Task to complete. Once the line containing "the red stadium" is found in the data below, output that line and every line after it through the last, unchanged and with nothing else.

Data for the task.
-------------------------
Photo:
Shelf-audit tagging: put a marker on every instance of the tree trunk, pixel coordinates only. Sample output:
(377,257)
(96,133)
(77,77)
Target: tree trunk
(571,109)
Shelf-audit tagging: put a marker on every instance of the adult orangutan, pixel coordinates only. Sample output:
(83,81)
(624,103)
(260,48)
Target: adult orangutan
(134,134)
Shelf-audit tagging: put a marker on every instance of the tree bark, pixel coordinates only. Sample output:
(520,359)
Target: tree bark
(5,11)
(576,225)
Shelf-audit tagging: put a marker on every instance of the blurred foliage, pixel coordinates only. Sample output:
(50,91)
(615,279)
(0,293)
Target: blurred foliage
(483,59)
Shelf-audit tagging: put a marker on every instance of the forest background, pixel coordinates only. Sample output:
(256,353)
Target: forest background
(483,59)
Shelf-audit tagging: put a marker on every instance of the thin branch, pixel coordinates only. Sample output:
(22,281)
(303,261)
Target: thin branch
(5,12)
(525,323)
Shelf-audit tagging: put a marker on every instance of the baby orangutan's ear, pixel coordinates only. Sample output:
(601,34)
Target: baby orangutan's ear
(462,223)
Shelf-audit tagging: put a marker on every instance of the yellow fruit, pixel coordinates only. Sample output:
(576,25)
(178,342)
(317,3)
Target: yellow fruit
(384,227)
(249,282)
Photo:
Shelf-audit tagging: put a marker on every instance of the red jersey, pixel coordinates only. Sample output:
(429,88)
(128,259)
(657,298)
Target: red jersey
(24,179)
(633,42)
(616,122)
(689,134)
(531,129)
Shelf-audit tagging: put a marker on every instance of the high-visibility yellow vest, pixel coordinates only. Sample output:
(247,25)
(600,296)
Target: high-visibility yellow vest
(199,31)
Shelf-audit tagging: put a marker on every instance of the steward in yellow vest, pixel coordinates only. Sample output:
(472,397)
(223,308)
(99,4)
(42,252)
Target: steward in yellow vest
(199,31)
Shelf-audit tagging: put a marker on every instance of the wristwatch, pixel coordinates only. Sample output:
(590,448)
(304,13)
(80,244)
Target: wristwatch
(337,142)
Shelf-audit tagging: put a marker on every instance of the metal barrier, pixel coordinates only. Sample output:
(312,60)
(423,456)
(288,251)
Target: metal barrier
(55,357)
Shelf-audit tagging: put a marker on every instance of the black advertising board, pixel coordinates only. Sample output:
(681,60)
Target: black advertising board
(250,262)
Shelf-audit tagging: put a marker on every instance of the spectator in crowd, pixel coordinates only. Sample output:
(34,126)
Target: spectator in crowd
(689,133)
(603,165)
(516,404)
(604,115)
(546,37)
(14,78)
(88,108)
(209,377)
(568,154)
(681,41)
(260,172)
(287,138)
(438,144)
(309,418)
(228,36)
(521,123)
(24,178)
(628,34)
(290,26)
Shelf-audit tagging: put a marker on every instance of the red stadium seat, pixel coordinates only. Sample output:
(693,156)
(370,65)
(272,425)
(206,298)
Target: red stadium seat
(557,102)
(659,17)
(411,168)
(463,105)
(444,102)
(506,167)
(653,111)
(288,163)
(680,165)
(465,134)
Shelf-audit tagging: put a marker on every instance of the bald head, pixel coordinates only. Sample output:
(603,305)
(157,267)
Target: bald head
-------------------------
Written reply.
Shelf-audit tagging: put a marker on every instance of the red stadium seat, pixel coordinates only. Sample output:
(693,156)
(370,65)
(272,425)
(206,298)
Target: red stadium seat
(557,102)
(659,17)
(411,168)
(463,105)
(444,102)
(506,167)
(653,111)
(288,163)
(680,165)
(465,134)
Shelf-audit tagging: put a marker on every instance of the bald head, pixel coordinates only. Sample output:
(603,305)
(157,267)
Target: bald head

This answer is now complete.